-- Selection start --
Inferencing in Stable Diffusion, where a pre-trained AI model is used to generate new images, is applicable to a much wider audience. While less computationally demanding than training, inferencing still needs serious GPU power, especially in terms of GPU memory, which often goes beyond what’s available in the GPUs typically used for BIM modelling in tools like Revit.

Z by HP Boost makes it easier for more users to tap into this power without needing to equip everyone with a supercharged workstation.

Having access to GPUs on-demand access is particularly valuable, given that Stable Diffusion is used mainly during the early design phases, meaning high-powered GPUs might be massively underutilised for most of the year.

Even if a local entry-level GPU does work with Stable Diffusion, generating an image can take several minutes. But with a high-end GPU like the Nvidia RTX 6000 Ada Generation this can be done in seconds. During the early design phase—especially when collaborating with clients—this speed advantage can be hugely beneficial, allowing for rapid iteration.

How Z by HP Boost works

Firms can designate any number of GPUs on their network to be shared. This could be four high-performance Nvidia RTX 6000 Ada Generation (read our review) or Nvidia A800 GPUs in a dedicated high-end workstation like the HP Z8 Fury G5, or a single Nvidia RTX 2000 Ada Generation GPU (read our review) in a compact system like the HP Z2 Mini G9 (read our review). The only requirement is that the GPUs are housed in an HP Z Workstation.

Firms may choose to set aside one or more dedicated GPU workstations as a shared resource. Alternatively, to make the most out of the sometimes-vast numbers of GPUs scattered throughout an organisation, they can add GPUs from the workstations of end users. Those GPUs don’t have to be completely idle; they can also be shared when the owner is only doing light tasks. As Nvidia GPUs and drivers are good at multitasking it’s feasible, in theory, to model in CAD or BIM while someone else sets the same GPU to work in Stable Diffusion.

The Z by HP Boost software is installed on both the client and host machines. There are no restrictions on the client device—the PC or laptop just needs to run either Windows or Linux.


Z by HP Boost
HP presenting Z by HP Boost at the recent HP Imagine event, showing remote Nvidia RTX 6000 Ada Generation GPU accelerating Stable Diffusion

It’s very easy to configure a GPU for sharing. On the host device, simply select a GPU and assign it to the appropriate pool. Once that’s done, anyone with the necessary permissions can access it. All they must do is choose the GPU from a list and select the application they want to run.

Once they’ve grabbed a GPU, it’s essentially theirs until they release it. However, the owner of the host machine always retains the right to reclaim the GPU if they want.
-- Selection end --
-- Given material start --
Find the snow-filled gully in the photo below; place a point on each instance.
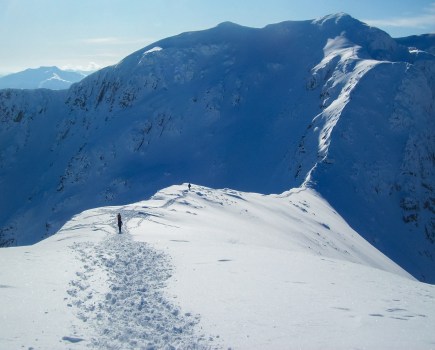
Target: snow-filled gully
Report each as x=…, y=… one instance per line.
x=134, y=311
-- Given material end --
◆ Set problem:
Copy out the Z by HP Boost passage word for word, beginning at the words "The Z by HP" and stopping after "want to run.". Nothing in the material is needed.

◆ Answer to this problem:
The Z by HP Boost software is installed on both the client and host machines. There are no restrictions on the client device—the PC or laptop just needs to run either Windows or Linux.


Z by HP Boost
HP presenting Z by HP Boost at the recent HP Imagine event, showing remote Nvidia RTX 6000 Ada Generation GPU accelerating Stable Diffusion

It’s very easy to configure a GPU for sharing. On the host device, simply select a GPU and assign it to the appropriate pool. Once that’s done, anyone with the necessary permissions can access it. All they must do is choose the GPU from a list and select the application they want to run.